> **EXERCISE REQUIREMENTS**
Reproduce the data below verbatim, leaving out the pictures.

> **SOURCE MATERIAL**
------

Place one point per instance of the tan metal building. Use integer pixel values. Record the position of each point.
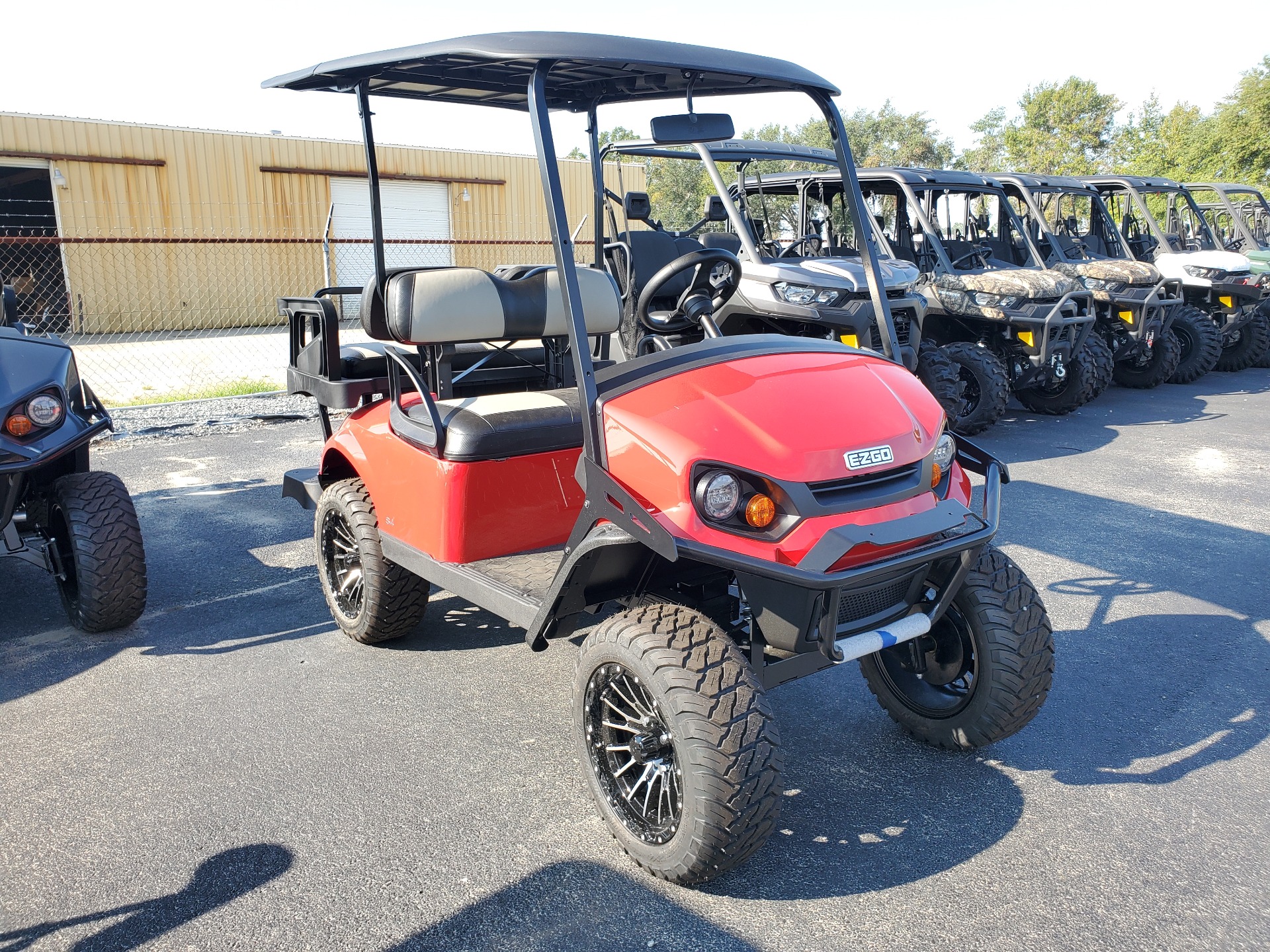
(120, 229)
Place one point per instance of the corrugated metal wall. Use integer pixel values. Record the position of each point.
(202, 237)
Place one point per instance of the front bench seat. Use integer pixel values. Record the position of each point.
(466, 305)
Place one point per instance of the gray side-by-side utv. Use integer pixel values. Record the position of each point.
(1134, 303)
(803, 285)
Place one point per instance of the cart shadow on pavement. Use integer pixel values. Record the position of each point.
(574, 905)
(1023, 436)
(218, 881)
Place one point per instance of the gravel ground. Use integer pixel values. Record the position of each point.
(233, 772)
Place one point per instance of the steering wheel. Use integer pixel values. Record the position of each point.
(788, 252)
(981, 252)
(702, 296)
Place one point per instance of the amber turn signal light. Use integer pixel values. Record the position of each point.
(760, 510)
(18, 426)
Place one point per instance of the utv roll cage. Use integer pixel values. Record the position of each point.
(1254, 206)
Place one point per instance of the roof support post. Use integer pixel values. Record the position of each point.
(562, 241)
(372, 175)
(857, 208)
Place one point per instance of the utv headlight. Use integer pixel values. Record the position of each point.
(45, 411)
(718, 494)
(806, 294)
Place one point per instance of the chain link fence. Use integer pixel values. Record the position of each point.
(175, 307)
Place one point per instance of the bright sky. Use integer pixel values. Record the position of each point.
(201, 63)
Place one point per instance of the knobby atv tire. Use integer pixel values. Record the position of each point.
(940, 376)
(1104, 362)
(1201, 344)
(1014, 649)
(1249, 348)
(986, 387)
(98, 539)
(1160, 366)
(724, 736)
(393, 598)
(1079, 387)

------

> **FULL SOLUTION**
Place one point per instance of the tan metal building. Use integer pixel values. Record the position of each point.
(120, 229)
Place one point per instance of the corrugated metal wall. Use integer pixel values. Record the position of each point.
(202, 237)
Place one point per instance of the front bench seat. Use integer pixel values. Record the position of each point.
(466, 305)
Place one point per instance of the gray side-by-side utv. Use integer pixel values. Record the position of each point.
(1134, 303)
(803, 285)
Place one point per instance of the cart shadow on pavement. Use integer pixel values. Record the position of each point.
(574, 905)
(1023, 436)
(218, 881)
Place one point per instance of the gravel ground. Use integer pixel values. Record the position of each point.
(233, 772)
Place one point per instance of the steering wheel. Use integer pixel values. Record the position of each point.
(788, 252)
(981, 252)
(702, 296)
Place one point per instance of the amber turn signal light. Use integer pixel values. Record the position of each point.
(760, 510)
(18, 426)
Place one point per instance of the utv roll cage. Use integer pixel values. Record the position of each point.
(1254, 206)
Place one point per instance of the roof support post. Use integer pixel values. Record the position of each point.
(562, 241)
(372, 175)
(857, 208)
Place one point per instance of the utv headlight. Use integer pixel values. Record the position of each point.
(45, 411)
(718, 494)
(806, 294)
Place one point per instance of the chain link fence. Use integer pixel values. Record the position of each point.
(175, 307)
Place one point per instance of the bright sky. Use integer pixel values. Record the position of each point.
(201, 63)
Place one point per instance of the knobby atv tire. Use integer pixel values. Record the position of each point.
(940, 376)
(1104, 362)
(1201, 344)
(1014, 649)
(1249, 348)
(986, 387)
(98, 539)
(1160, 366)
(724, 736)
(393, 598)
(1079, 387)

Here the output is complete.